WHAT THE TASK ASKS – Swap "front fender" for "rear fender" in the stretch from the line containing "task: give the mask of every instance of the running" through the end of the records. Give back only those lines, with nothing else changed.
◇ ◇ ◇ ◇
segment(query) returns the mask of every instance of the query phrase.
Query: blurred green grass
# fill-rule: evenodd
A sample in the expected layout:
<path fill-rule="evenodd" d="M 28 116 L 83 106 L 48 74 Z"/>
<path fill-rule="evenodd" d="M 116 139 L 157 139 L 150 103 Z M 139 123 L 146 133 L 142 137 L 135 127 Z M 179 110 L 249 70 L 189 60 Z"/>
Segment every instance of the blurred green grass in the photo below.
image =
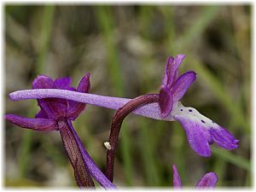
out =
<path fill-rule="evenodd" d="M 91 92 L 136 97 L 157 92 L 167 56 L 185 54 L 181 71 L 195 71 L 197 81 L 183 97 L 184 104 L 227 127 L 241 141 L 234 151 L 212 146 L 213 155 L 205 159 L 190 149 L 179 124 L 131 115 L 121 130 L 117 185 L 172 186 L 172 164 L 184 185 L 193 186 L 212 171 L 219 177 L 218 186 L 252 185 L 249 4 L 6 5 L 5 15 L 7 94 L 30 88 L 39 73 L 70 75 L 77 83 L 90 72 Z M 7 97 L 6 113 L 35 113 L 34 102 L 12 102 Z M 113 113 L 88 107 L 74 124 L 102 170 L 106 161 L 102 143 Z M 7 124 L 6 186 L 74 185 L 57 134 L 13 127 Z M 37 160 L 44 170 L 32 163 Z M 63 167 L 68 183 L 58 183 Z"/>

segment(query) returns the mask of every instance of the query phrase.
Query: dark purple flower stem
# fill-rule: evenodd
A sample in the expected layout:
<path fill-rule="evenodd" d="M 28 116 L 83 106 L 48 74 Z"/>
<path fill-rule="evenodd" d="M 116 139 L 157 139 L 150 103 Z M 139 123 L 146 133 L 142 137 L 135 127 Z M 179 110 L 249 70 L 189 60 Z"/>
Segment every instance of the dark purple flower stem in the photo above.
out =
<path fill-rule="evenodd" d="M 74 176 L 77 184 L 79 187 L 94 188 L 92 177 L 83 160 L 82 152 L 66 119 L 58 121 L 58 127 L 61 135 L 64 148 L 68 154 L 68 158 L 74 170 Z"/>
<path fill-rule="evenodd" d="M 140 96 L 131 100 L 116 111 L 114 116 L 112 119 L 111 131 L 108 140 L 111 148 L 107 150 L 106 176 L 111 182 L 113 182 L 113 177 L 114 155 L 123 120 L 130 113 L 131 113 L 137 108 L 151 102 L 158 102 L 158 101 L 159 94 L 148 94 Z"/>

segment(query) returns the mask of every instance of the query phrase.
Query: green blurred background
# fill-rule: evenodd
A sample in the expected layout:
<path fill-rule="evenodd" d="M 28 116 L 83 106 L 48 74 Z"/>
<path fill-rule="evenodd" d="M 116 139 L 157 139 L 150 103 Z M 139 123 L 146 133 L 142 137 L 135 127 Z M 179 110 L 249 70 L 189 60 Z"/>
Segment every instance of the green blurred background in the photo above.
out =
<path fill-rule="evenodd" d="M 216 172 L 218 187 L 251 186 L 252 6 L 5 4 L 6 113 L 33 117 L 35 101 L 8 94 L 31 89 L 38 74 L 91 73 L 91 93 L 133 98 L 158 92 L 168 55 L 185 54 L 180 68 L 197 80 L 185 106 L 227 127 L 234 151 L 212 146 L 211 158 L 190 148 L 182 126 L 130 115 L 121 130 L 114 183 L 172 186 L 176 164 L 185 186 Z M 74 122 L 85 148 L 105 170 L 113 110 L 88 106 Z M 129 122 L 129 123 L 128 123 Z M 40 133 L 6 122 L 5 186 L 75 186 L 58 132 Z"/>

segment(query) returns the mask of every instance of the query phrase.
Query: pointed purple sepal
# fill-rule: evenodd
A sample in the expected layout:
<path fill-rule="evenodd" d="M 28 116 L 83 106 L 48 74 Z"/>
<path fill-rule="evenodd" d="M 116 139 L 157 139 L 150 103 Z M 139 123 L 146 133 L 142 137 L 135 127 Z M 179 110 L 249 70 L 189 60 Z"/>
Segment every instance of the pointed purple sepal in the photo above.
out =
<path fill-rule="evenodd" d="M 218 128 L 211 128 L 210 134 L 212 140 L 220 147 L 231 150 L 238 148 L 239 140 L 236 139 L 230 132 L 226 129 L 218 126 Z"/>
<path fill-rule="evenodd" d="M 167 87 L 161 87 L 159 96 L 159 106 L 160 108 L 161 116 L 167 117 L 172 110 L 172 95 Z"/>
<path fill-rule="evenodd" d="M 181 179 L 177 172 L 176 165 L 174 164 L 172 165 L 172 175 L 173 175 L 173 188 L 181 189 L 182 188 Z"/>
<path fill-rule="evenodd" d="M 50 119 L 24 118 L 15 114 L 5 114 L 4 118 L 18 126 L 38 131 L 58 130 L 55 121 Z"/>
<path fill-rule="evenodd" d="M 78 92 L 88 93 L 90 88 L 90 73 L 85 74 L 81 79 L 78 90 Z M 79 113 L 84 109 L 85 104 L 81 102 L 76 102 L 73 101 L 68 101 L 67 119 L 74 120 Z"/>
<path fill-rule="evenodd" d="M 190 84 L 195 80 L 195 72 L 187 72 L 181 75 L 171 89 L 173 102 L 179 101 L 186 93 Z"/>
<path fill-rule="evenodd" d="M 185 55 L 177 55 L 175 58 L 172 56 L 168 57 L 162 85 L 166 85 L 168 89 L 171 89 L 171 86 L 177 77 L 177 69 L 185 56 Z"/>
<path fill-rule="evenodd" d="M 45 75 L 38 75 L 32 82 L 33 89 L 55 89 L 53 80 Z M 67 101 L 57 98 L 38 99 L 38 104 L 48 118 L 57 119 L 67 113 Z"/>
<path fill-rule="evenodd" d="M 214 188 L 218 182 L 218 176 L 215 172 L 208 172 L 195 185 L 195 188 Z"/>

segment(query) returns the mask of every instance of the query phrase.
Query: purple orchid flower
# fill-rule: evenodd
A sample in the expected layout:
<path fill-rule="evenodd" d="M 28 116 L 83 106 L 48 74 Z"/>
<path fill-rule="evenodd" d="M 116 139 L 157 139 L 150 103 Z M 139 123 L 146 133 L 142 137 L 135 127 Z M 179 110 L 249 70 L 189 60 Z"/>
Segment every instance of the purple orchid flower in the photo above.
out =
<path fill-rule="evenodd" d="M 47 76 L 38 76 L 32 82 L 32 88 L 62 89 L 73 92 L 88 92 L 90 90 L 90 73 L 80 81 L 78 89 L 70 87 L 70 78 L 57 79 L 53 81 Z M 114 189 L 115 186 L 105 177 L 90 157 L 87 151 L 73 127 L 74 120 L 84 109 L 85 104 L 66 99 L 45 98 L 38 99 L 41 110 L 35 118 L 24 118 L 15 114 L 6 114 L 5 119 L 18 126 L 38 131 L 59 131 L 74 169 L 76 182 L 79 187 L 94 187 L 91 176 L 105 189 Z"/>
<path fill-rule="evenodd" d="M 209 144 L 213 142 L 228 150 L 236 148 L 239 140 L 231 133 L 201 114 L 196 109 L 185 108 L 179 102 L 196 78 L 195 72 L 187 72 L 178 77 L 177 69 L 184 57 L 184 55 L 178 55 L 176 58 L 170 56 L 167 60 L 160 90 L 161 115 L 171 115 L 181 123 L 192 149 L 201 156 L 211 155 Z"/>
<path fill-rule="evenodd" d="M 182 183 L 175 165 L 172 165 L 173 172 L 173 187 L 175 189 L 181 189 Z M 215 172 L 207 172 L 202 177 L 199 182 L 195 184 L 195 189 L 203 188 L 215 188 L 218 182 L 218 176 Z"/>
<path fill-rule="evenodd" d="M 184 55 L 177 55 L 175 58 L 168 58 L 159 102 L 145 103 L 132 113 L 155 119 L 177 120 L 183 125 L 192 149 L 204 157 L 211 155 L 210 144 L 214 142 L 227 150 L 238 148 L 239 140 L 226 129 L 201 114 L 196 109 L 183 106 L 179 102 L 196 79 L 195 73 L 192 71 L 178 76 L 178 67 L 184 57 Z M 62 98 L 112 109 L 118 109 L 131 101 L 127 98 L 53 89 L 18 90 L 9 96 L 13 100 Z"/>

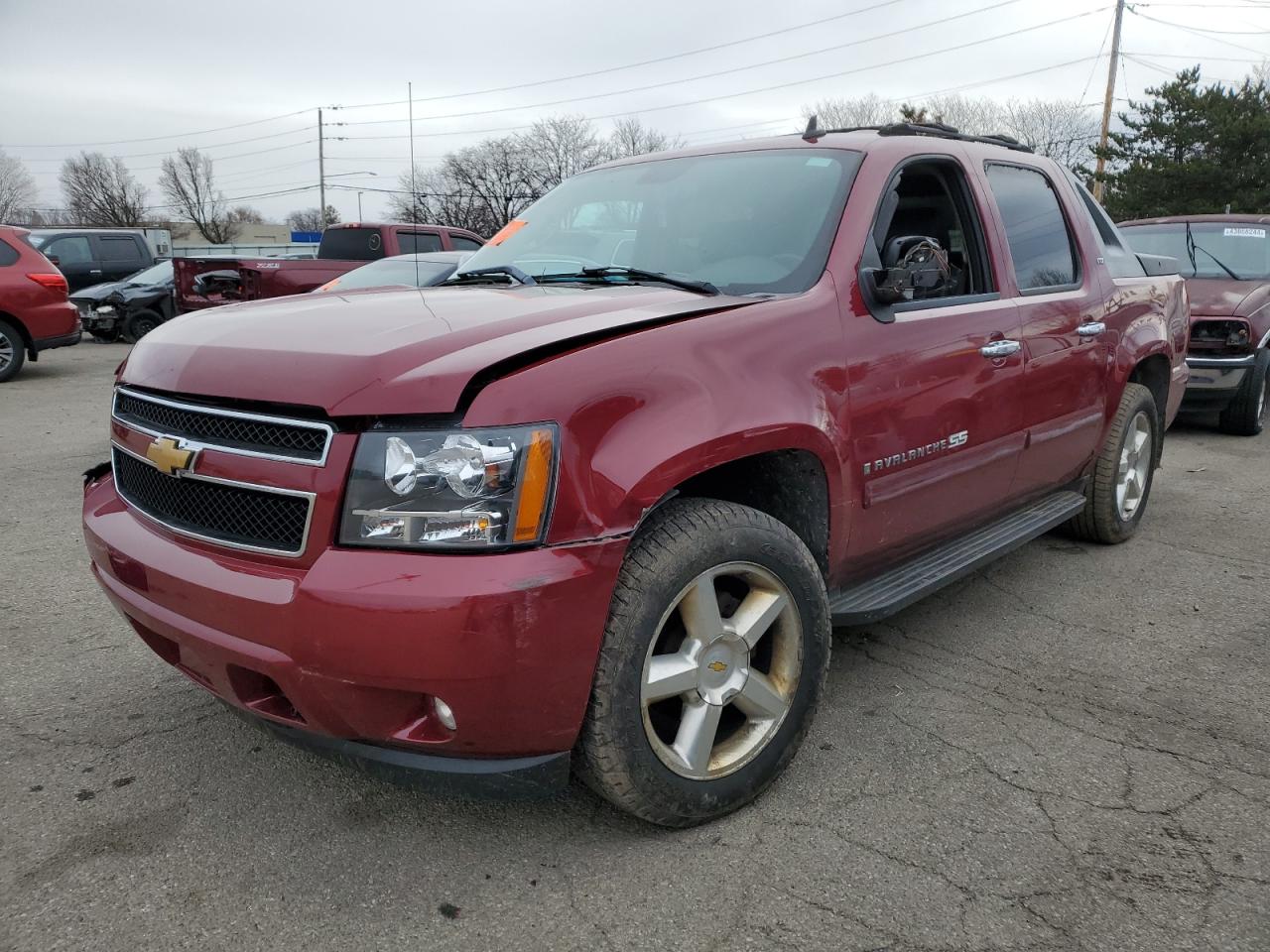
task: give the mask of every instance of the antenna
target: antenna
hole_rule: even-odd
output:
[[[414,84],[405,84],[405,102],[410,117],[410,223],[419,223],[419,190],[414,184]],[[414,286],[419,287],[419,239],[414,240]]]

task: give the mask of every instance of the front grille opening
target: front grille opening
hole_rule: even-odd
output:
[[[279,555],[304,551],[305,496],[165,476],[118,448],[114,481],[124,501],[177,531]]]
[[[226,668],[230,677],[230,687],[234,694],[246,707],[269,717],[277,717],[293,724],[304,724],[305,717],[291,703],[291,698],[283,693],[278,683],[259,671],[231,664]]]
[[[255,420],[227,413],[231,411],[173,406],[123,390],[114,395],[117,419],[165,435],[309,462],[320,461],[326,452],[329,434],[325,426]]]

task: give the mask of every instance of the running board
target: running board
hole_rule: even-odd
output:
[[[907,608],[932,592],[1062,526],[1085,508],[1080,493],[1055,493],[1003,519],[959,536],[857,585],[829,593],[834,625],[865,625]]]

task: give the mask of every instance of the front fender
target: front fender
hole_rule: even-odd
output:
[[[798,298],[690,317],[551,358],[488,385],[470,426],[560,424],[547,541],[634,531],[685,480],[756,453],[820,461],[831,560],[846,538],[846,372],[829,281]]]

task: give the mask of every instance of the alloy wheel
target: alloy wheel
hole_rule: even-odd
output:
◇ ◇ ◇ ◇
SOLUTION TO THIS TASK –
task: give the mask of every instance of the running board
target: running board
hole_rule: even-odd
output:
[[[907,608],[932,592],[1062,526],[1085,508],[1080,493],[1055,493],[1003,519],[959,536],[857,585],[829,593],[834,625],[865,625]]]

task: give the mask of every instance of the rear fender
target: rear fender
hole_rule: even-odd
output:
[[[798,298],[690,317],[551,358],[488,385],[470,426],[560,424],[547,541],[634,531],[685,480],[756,453],[820,461],[831,560],[846,538],[846,372],[829,281]]]

task: give the mask of every instance of the alloy wheel
target: alloy wheel
hole_rule: even-odd
output:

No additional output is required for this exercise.